EXERCISES TO COMPLETE:
A – According to the STM32 access-violation passage, what two kinds of memory can an IAC occur on?
B – Duplicate the STM32 access-violation passage word for word, from "One should either: dump" up to and including "it corresponds to.".
C – Go on with the STM32 access-violation passage, picking up after its final sentence.
──────── READING PASSAGE ────────
One should either: dump the RIFSC configuration in the Linux kernel shell or lookup in the RIFSC chapter (index of RIF peripheral table) of the STM32MP2x STM32 MPU reference manuals to identify which hardware block it corresponds to.
4.2. Memory IAC[edit source]
When an IAC occurs on a memory, whether it is block-based (RISAB) or page-based (RISAF), some information is displayed (in hexadecimal):
DUMPING DATA FOR risaf@420d0000 E/TC:0 stm32_risaf_dump_erroneous_data:212 ===================================================== E/TC:0 stm32_risaf_dump_erroneous_data:213 Status register (IAESR0): 0x1 E/TC:0 stm32_risaf_dump_erroneous_data:221 ----------------------------------------------------- E/TC:0 stm32_risaf_dump_erroneous_data:222 Faulty address (IADDR0): 0x82000000 E/TC:0 stm32_risaf_dump_erroneous_data:230 ===================================================== E/TC:0 Panic at core/arch/arm/plat-stm32mp2/main.c:196 <access_violation_action>
Here, the faulty address that was attempted to be accessed is dumped along with the RISAF_IAESRx register that allows to identify which CID, with which secure/privilege level tried to access in read/write mode this address.
──────── RECORD EXCERPTS ────────
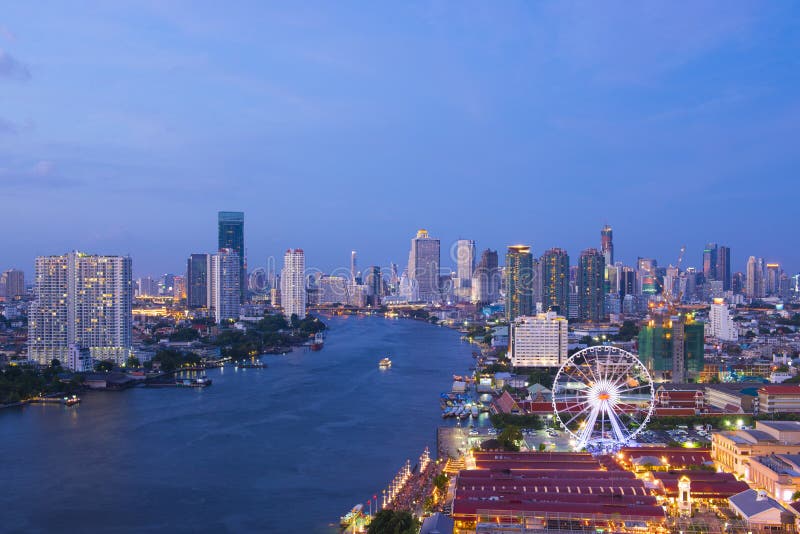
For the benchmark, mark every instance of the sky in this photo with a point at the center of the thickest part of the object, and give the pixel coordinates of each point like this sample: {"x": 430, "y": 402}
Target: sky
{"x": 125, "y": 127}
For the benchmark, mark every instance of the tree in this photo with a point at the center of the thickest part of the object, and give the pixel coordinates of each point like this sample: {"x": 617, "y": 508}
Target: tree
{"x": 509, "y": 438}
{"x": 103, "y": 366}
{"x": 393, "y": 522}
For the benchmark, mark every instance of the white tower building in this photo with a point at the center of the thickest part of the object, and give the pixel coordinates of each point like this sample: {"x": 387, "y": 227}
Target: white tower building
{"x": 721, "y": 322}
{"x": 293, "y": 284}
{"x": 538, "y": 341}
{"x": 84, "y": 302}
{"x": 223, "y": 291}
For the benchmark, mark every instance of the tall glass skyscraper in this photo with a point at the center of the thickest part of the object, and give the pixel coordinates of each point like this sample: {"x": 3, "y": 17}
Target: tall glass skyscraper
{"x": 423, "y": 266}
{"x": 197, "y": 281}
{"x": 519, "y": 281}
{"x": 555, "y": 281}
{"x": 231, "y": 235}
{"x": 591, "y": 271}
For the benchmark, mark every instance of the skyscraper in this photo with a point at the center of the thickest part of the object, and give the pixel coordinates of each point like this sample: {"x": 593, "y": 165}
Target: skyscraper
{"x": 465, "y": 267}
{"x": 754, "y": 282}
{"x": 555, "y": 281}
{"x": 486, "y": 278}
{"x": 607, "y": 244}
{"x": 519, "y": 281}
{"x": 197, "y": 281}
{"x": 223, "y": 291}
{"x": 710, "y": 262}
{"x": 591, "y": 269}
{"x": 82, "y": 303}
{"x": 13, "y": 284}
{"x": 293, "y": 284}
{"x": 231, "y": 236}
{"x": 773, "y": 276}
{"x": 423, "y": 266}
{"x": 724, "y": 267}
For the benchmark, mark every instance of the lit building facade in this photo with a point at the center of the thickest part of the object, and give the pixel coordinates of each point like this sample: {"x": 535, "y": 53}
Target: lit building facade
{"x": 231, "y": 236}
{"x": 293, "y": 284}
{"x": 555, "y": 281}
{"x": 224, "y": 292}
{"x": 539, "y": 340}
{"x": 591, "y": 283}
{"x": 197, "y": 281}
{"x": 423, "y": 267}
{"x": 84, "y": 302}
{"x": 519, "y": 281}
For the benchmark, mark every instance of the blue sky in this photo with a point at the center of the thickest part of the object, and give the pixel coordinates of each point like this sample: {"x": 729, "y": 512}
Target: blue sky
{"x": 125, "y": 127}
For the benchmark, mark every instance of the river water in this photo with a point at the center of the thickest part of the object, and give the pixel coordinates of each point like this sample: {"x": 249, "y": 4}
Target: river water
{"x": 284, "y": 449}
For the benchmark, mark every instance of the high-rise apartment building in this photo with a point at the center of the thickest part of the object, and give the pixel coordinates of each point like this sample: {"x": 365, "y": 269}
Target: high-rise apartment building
────────
PER-TASK OUTPUTS:
A – Block-based memory (RISAB) and page-based memory (RISAF).

B –
One should either: dump the RIFSC configuration in the Linux kernel shell or lookup in the RIFSC chapter (index of RIF peripheral table) of the STM32MP2x STM32 MPU reference manuals to identify which hardware block it corresponds to.

C –
0x1 means that the illegal access on 0x82000000 was a nonsecure and unprivileged read access from the CID1.
For further analysis, refer to the wiki article STM32 MPU resources.
Memories protected by RISAL (a light-version of the RISAF) do not benefit of such feature.
4.3. What to do[edit source]
After identifying from which hardware block the IAC was generated, either:
- The RIF configuration of the block is correct and it is the access on the block that is not.
- The RIF configuration of the block is incorrect and should be modified to allow the access.
The RIF configuration is set by OP-TEE.
5. SERC debug[edit source]
The SERC also generates a bus error. Therefore, a bus error and a SERC interrupt are generated at the same time.
E/TC:0 stm32_serc_itr:174 SERC exceptions [127:96]: 0x40000 E/TC:0 stm32_serc_itr:179 SERC exception ID: 114
The ID printed corresponds to the hardware block on which the access was refused. The ID can be found in the SERF resources mapping table of the SERC chapter of the STM32 MPU reference manuals. One can also dump the RIFSC configuration in the Linux kernel shell as they share the IDs.
5.1. What to do[edit source]
After identifying from which hardware block the SERC was generated:
- Check the sequence that enables the clock to ensure it has been done.
- Check the clock tree configuration.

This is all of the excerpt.